— start Input —
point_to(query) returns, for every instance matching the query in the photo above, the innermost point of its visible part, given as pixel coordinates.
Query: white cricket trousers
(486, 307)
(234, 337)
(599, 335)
— end Input —
_To be done_
Rewrite the records with every "trousers" changed to "pants" and everything else left as it is.

_Result for this exercise_
point_to(query) returns, for every instance matching the query in the photo above, the innermost point of its visible part, given as pixel coordinates.
Query: white cricket pants
(486, 307)
(234, 337)
(599, 335)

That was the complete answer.